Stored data
..............................

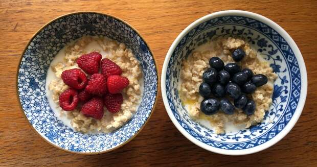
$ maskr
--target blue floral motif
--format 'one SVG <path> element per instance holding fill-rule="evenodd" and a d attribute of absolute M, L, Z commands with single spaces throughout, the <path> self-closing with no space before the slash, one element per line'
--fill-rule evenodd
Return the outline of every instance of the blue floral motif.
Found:
<path fill-rule="evenodd" d="M 274 83 L 272 105 L 262 122 L 248 129 L 216 134 L 192 120 L 182 105 L 177 91 L 179 71 L 183 60 L 197 46 L 220 37 L 231 36 L 237 36 L 251 44 L 268 61 L 278 77 Z M 291 119 L 301 93 L 300 69 L 290 49 L 275 31 L 250 18 L 220 17 L 198 25 L 176 46 L 167 66 L 166 81 L 162 83 L 165 84 L 168 104 L 177 124 L 199 142 L 221 149 L 249 149 L 275 137 Z"/>
<path fill-rule="evenodd" d="M 141 63 L 146 85 L 142 101 L 131 120 L 116 133 L 87 134 L 74 131 L 56 117 L 46 97 L 47 70 L 55 55 L 68 42 L 87 35 L 106 36 L 125 43 Z M 148 46 L 128 25 L 102 14 L 71 14 L 46 26 L 27 46 L 19 66 L 18 93 L 27 117 L 46 139 L 69 151 L 98 153 L 127 142 L 149 118 L 157 91 L 156 68 Z"/>

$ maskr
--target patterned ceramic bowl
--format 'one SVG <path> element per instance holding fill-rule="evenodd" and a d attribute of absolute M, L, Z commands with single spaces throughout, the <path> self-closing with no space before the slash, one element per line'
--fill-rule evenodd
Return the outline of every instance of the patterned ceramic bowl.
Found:
<path fill-rule="evenodd" d="M 57 119 L 46 96 L 47 74 L 55 55 L 67 43 L 85 35 L 107 36 L 125 43 L 141 62 L 144 80 L 142 101 L 133 117 L 111 133 L 85 134 L 74 131 Z M 73 153 L 99 154 L 126 144 L 148 121 L 156 100 L 157 72 L 148 45 L 132 26 L 106 14 L 71 13 L 50 22 L 27 45 L 18 70 L 17 93 L 32 129 L 49 144 Z"/>
<path fill-rule="evenodd" d="M 262 123 L 250 129 L 216 134 L 189 116 L 178 97 L 177 85 L 182 62 L 187 55 L 208 40 L 231 35 L 246 39 L 269 63 L 278 78 L 274 83 L 273 103 Z M 281 139 L 301 115 L 307 87 L 304 60 L 289 35 L 269 19 L 242 11 L 211 14 L 186 28 L 167 53 L 161 83 L 165 108 L 178 130 L 198 146 L 227 155 L 255 153 Z"/>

..............................

Give back every line of the items above word for word, leaving out the pictures.

» **FINISHED ANSWER**
$ maskr
--target blue floral motif
--format 'one SVG <path> element per instance holding fill-rule="evenodd" and a d attribute of absolute M, L, Z commands with single spaces throughout, the <path> self-closing with no space before the slash, one element per line'
--fill-rule evenodd
Return the outline of every instance of the blue floral motif.
Found:
<path fill-rule="evenodd" d="M 274 83 L 272 105 L 262 122 L 248 129 L 216 134 L 192 120 L 182 105 L 177 91 L 179 71 L 183 60 L 197 46 L 220 37 L 231 36 L 237 36 L 251 44 L 268 61 L 278 77 Z M 291 119 L 301 93 L 300 69 L 290 49 L 275 31 L 250 18 L 220 17 L 198 25 L 176 46 L 167 66 L 166 81 L 162 83 L 165 84 L 168 104 L 177 124 L 199 142 L 221 149 L 249 149 L 275 137 Z"/>
<path fill-rule="evenodd" d="M 141 63 L 146 85 L 142 101 L 131 120 L 116 133 L 87 134 L 74 131 L 56 117 L 46 97 L 47 70 L 55 55 L 68 42 L 87 35 L 106 36 L 125 43 Z M 148 46 L 128 25 L 102 14 L 71 14 L 46 26 L 27 46 L 19 66 L 18 93 L 27 117 L 46 139 L 69 151 L 98 153 L 127 142 L 149 118 L 157 91 L 156 68 Z"/>

$ maskr
--target patterned ceramic bowl
--format 'one SVG <path> element per instance holding fill-rule="evenodd" and a d attribute of absolute M, L, Z commands with single spaces throughout, the <path> self-closing with no space before the slash, one element per line'
--fill-rule evenodd
Return the outline of every instance of the patterned ceramic bowl.
Found:
<path fill-rule="evenodd" d="M 57 119 L 46 96 L 47 74 L 55 55 L 67 43 L 85 35 L 107 36 L 125 43 L 141 62 L 144 80 L 142 101 L 133 117 L 111 133 L 85 134 L 74 131 Z M 73 153 L 99 154 L 126 144 L 148 121 L 156 100 L 157 72 L 148 45 L 132 26 L 106 14 L 71 13 L 50 22 L 27 45 L 18 70 L 17 93 L 32 129 L 49 144 Z"/>
<path fill-rule="evenodd" d="M 262 123 L 250 129 L 216 134 L 189 116 L 178 97 L 177 85 L 182 62 L 187 55 L 208 40 L 231 35 L 246 39 L 269 63 L 278 78 L 274 83 L 273 103 Z M 281 139 L 301 115 L 307 87 L 304 60 L 289 35 L 269 19 L 242 11 L 211 14 L 186 28 L 167 53 L 161 83 L 165 108 L 178 130 L 198 146 L 227 155 L 255 153 Z"/>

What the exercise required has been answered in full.